━━━ Given text ━━━
Skip to main content
Version: Next

Data Product

Data Products are curated collections of data assets designed for easy discovery and consumption. They represent an innovative way to organize and package related data assets such as Tables, Dashboards, Charts, Pipelines, and other entities within DataHub. Data Products are a key concept in data mesh architecture, where they serve as independent units of data managed by specific domain teams.

Unlike other entities in DataHub that typically represent technical assets in source systems, Data Products are a DataHub-invented concept that provides a logical grouping mechanism for organizing assets into consumable offerings.

Identity

Data Products are identified by a single field:

  • id: A unique identifier for the Data Product, typically a human-readable string such as pet_of_the_week or customer_360.

An example of a Data Product identifier is urn:li:dataProduct:pet_of_the_week.

The simplicity of the identifier makes Data Products easy to create and reference, as they don't need to be tied to any particular platform or technology.

Important Capabilities

Data Product Properties

The core properties of a Data Product are captured in the dataProductProperties aspect, which includes:

  • name: The display name of the Data Product, which is searchable and used for autocomplete
  • description: Documentation describing what the Data Product offers and how to use it
  • assets: A list of data assets that are part of this Data Product, with each asset having an optional outputPort flag

Asset Associations

Data Products can contain a wide variety of asset types as defined in the dataProductProperties aspect:

  • Datasets (tables, views, streams)
  • Data Jobs and Data Flows (pipelines)
  • Dashboards and Charts (visualizations)
  • Notebooks
  • Containers (schemas, databases)
  • ML Models, ML Model Groups, ML Feature Tables, ML Features, and ML Primary Keys

Each asset association can be marked as an output port, which in data mesh terminology represents a data asset that is intended to be shared and consumed by other teams. This allows Data Product owners to distinguish between:

  • Internal assets: Data used internally within the Data Product for processing
  • Output ports: Data explicitly published for external consumption

The following code snippet shows how to create a Data Product with multiple assets, including marking one as an output port.

Python: Create a Data Product with assets
# Inlined from /metadata-ingestion/examples/library/dataproduct_create_sdk.py
from datahub.api.entities.dataproduct.dataproduct import DataProduct
from datahub.ingestion.graph.client import DatahubClientConfig, DataHubGraph

gms_endpoint = "http://localhost:8080"
graph = DataHubGraph(DatahubClientConfig(server=gms_endpoint))

data_product = DataProduct(
id="customer_360",
display_name="Customer 360",
domain="urn:li:domain:marketing",
description="A comprehensive view of customer data including profiles, transactions, and behaviors.",
assets=[
"urn:li:dataset:(urn:li:dataPlatform:snowflake,customer_db.public.customer_profile,PROD)",
"urn:li:dataset:(urn:li:dataPlatform:snowflake,customer_db.public.customer_transactions,PROD)",
"urn:li:dashboard:(looker,customer_overview)",
],
output_ports=[
"urn:li:dataset:(urn:li:dataPlatform:snowflake,customer_db.public.customer_profile,PROD)"
━━━ Provided data ━━━
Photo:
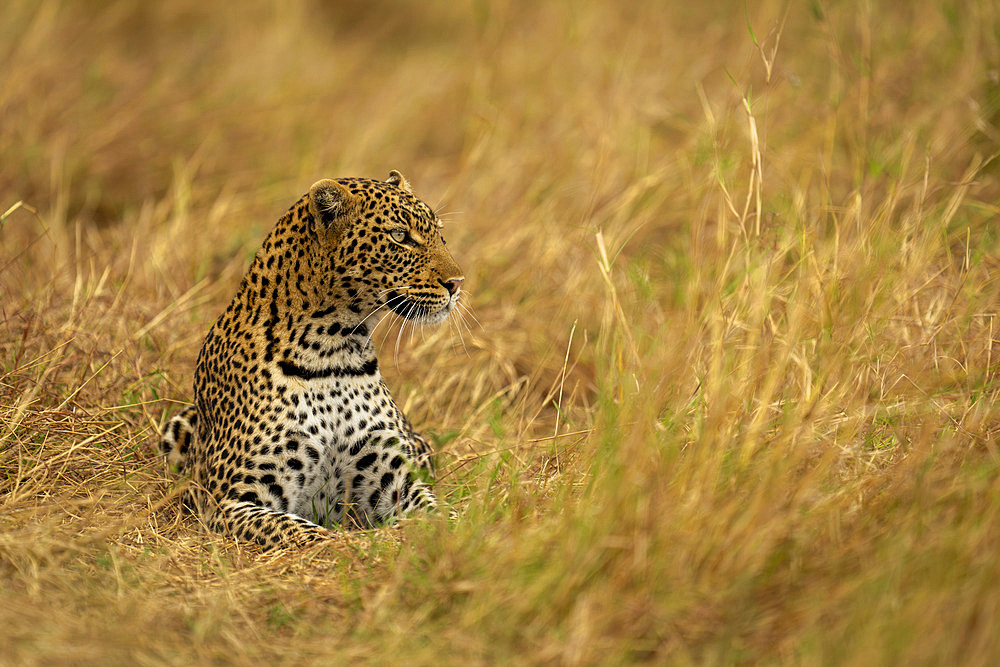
━━━
Aim
In the Data Product page, rewrite the part that opens with "The core properties" and closes with "Data Flows (pipelines)", putting "dataProductInfo" wherever "dataProductProperties" appears.

Result
The core properties of a Data Product are captured in the dataProductInfo aspect, which includes:

  • name: The display name of the Data Product, which is searchable and used for autocomplete
  • description: Documentation describing what the Data Product offers and how to use it
  • assets: A list of data assets that are part of this Data Product, with each asset having an optional outputPort flag

Asset Associations

Data Products can contain a wide variety of asset types as defined in the dataProductInfo aspect:

  • Datasets (tables, views, streams)
  • Data Jobs and Data Flows (pipelines)